#### Supplied records ####

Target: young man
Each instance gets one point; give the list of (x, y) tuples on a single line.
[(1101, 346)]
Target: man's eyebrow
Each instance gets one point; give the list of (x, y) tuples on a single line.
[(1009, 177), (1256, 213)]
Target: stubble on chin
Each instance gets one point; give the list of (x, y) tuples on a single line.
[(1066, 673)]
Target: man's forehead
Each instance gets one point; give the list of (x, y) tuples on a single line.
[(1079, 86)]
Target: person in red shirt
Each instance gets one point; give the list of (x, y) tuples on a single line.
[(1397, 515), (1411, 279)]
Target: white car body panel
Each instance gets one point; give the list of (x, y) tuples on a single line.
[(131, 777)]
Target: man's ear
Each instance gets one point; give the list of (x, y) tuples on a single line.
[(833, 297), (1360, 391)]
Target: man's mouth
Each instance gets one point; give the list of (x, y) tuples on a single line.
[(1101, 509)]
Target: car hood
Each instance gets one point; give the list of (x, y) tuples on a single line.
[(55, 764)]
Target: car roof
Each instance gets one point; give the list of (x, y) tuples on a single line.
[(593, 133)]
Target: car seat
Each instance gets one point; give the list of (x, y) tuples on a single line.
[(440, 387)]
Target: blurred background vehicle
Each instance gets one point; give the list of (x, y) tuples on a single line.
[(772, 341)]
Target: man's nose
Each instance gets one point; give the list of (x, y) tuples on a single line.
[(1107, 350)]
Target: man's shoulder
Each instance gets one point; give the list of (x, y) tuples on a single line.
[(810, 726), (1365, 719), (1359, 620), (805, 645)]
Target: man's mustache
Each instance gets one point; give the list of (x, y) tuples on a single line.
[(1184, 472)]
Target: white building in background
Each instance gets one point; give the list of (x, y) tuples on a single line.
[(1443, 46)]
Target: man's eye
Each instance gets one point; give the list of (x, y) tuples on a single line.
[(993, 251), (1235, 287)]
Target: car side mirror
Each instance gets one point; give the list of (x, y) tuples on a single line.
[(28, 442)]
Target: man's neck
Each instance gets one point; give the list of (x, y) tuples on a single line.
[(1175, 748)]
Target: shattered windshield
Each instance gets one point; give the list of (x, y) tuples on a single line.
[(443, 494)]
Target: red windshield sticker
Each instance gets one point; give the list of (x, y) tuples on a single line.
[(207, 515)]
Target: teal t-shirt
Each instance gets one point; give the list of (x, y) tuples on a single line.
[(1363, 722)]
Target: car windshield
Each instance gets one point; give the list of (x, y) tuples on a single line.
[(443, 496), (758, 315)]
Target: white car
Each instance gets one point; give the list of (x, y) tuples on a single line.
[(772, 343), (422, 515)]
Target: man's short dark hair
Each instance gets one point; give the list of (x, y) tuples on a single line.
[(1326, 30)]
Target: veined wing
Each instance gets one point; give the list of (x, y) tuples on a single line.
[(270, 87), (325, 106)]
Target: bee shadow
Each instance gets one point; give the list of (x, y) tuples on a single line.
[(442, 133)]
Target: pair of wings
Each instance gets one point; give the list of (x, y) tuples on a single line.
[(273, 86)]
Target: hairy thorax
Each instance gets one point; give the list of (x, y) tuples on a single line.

####

● **What is needed**:
Report every line of the data in which "background" appears.

● **Result of the task**:
Target: blurred background vehicle
Target: white building in background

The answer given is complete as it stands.